**READING PASSAGE:**
-=-=-

A better look at the 'lapping in' between control surface and trailing-edge of the amidships horizontal stabilizer. The rudders and stern planes have pins up near the leading edge -- the center of rotation not far behind the trailing edge of their respective stabilizers trailing edge. However, the KAIRYU's midship planes are pinned well aft of the control surfaces leading edge, dynamically balancing them; they would require little force to position them, even in the face of a significant fluid flow. I think I know why: Perhaps these planes were positioned by a crewman directly through a linkage that presented him with little mechanical advantage over those planes. Hence, those planes were balanced. I suggest that the midship planes (like today's sail mounted planes) were only useful in producing an 'up' or 'down' dynamic force, used for depth control. These surfaces directly controlled through a simple handle attached to an athwortship operating shaft which ran through the boats control room, much like the arrangement on the HUNLEY's bow planes. I would suggest that the Commander, either looking through his scope, or through the sails porthole, would be the one operating the midship planes to fine-tune the depth of his boat. The other crewman aboard the KAIRYU (reports are that there were only two on board an operational boat) would likely operate the propulsion plant (diesel/ electric), steer the assigned course, and maintain the boats bubble with the stern planes.
The half-moon looking penetrations on all three control surfaces have something to do with how the Japanese connected the operating shafts within the control surfaces. I represented these very distinctive penetrations by drilling holes, then cutting a channel with a thin Dremel saw blade through the center of the holes, and inserting a thin gauge piece of plastic sheet to bisect each hole. Some putty and sanding and that took care of that. Note that I'm using photos of the actual prototype to pick out these and other details.
I used an intermediate tool, pulled off the Super Sculpy intermediate masters. From that tool I cast production masters (multiple copies being needed) of the cleat and exhaust pipe mounting brackets. I vacuum cast these items to insure no bubble voids collected at the bolt heads and tips of the cleat horns. Careful sprue, feed, and vent design of the production tools would permit the simpler, more productive pressure casting process to be used for casting of the kit parts.

-=-=-

**SOURCE MATERIAL:**
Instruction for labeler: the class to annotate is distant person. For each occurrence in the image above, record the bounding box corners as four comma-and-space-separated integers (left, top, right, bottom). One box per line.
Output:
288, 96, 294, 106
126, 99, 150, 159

-=-=-

**PROBLEMS:**
**1.** Print the stretch from "The half-moon looking" through "and other details." in the passage on the KAIRYU model.
**2.** Based on the passage on the KAIRYU model, answer yes or no to each statement and quote the words that decide it: (a) The KAIRYU's midship planes are pinned well aft of the control surfaces' leading edge. (b) The cleat and exhaust pipe mounting brackets were pressure cast. (c) Reports say an operational KAIRYU carried only two crewmen.

**RESULTS OF THE TASKS:**
**1.**
The half-moon looking penetrations on all three control surfaces have something to do with how the Japanese connected the operating shafts within the control surfaces. I represented these very distinctive penetrations by drilling holes, then cutting a channel with a thin Dremel saw blade through the center of the holes, and inserting a thin gauge piece of plastic sheet to bisect each hole. Some putty and sanding and that took care of that. Note that I'm using photos of the actual prototype to pick out these and other details.

**2.**
(a) Yes: "the KAIRYU's midship planes are pinned well aft of the control surfaces leading edge"
(b) No: "I vacuum cast these items to insure no bubble voids collected at the bolt heads and tips of the cleat horns."
(c) Yes: "reports are that there were only two on board an operational boat"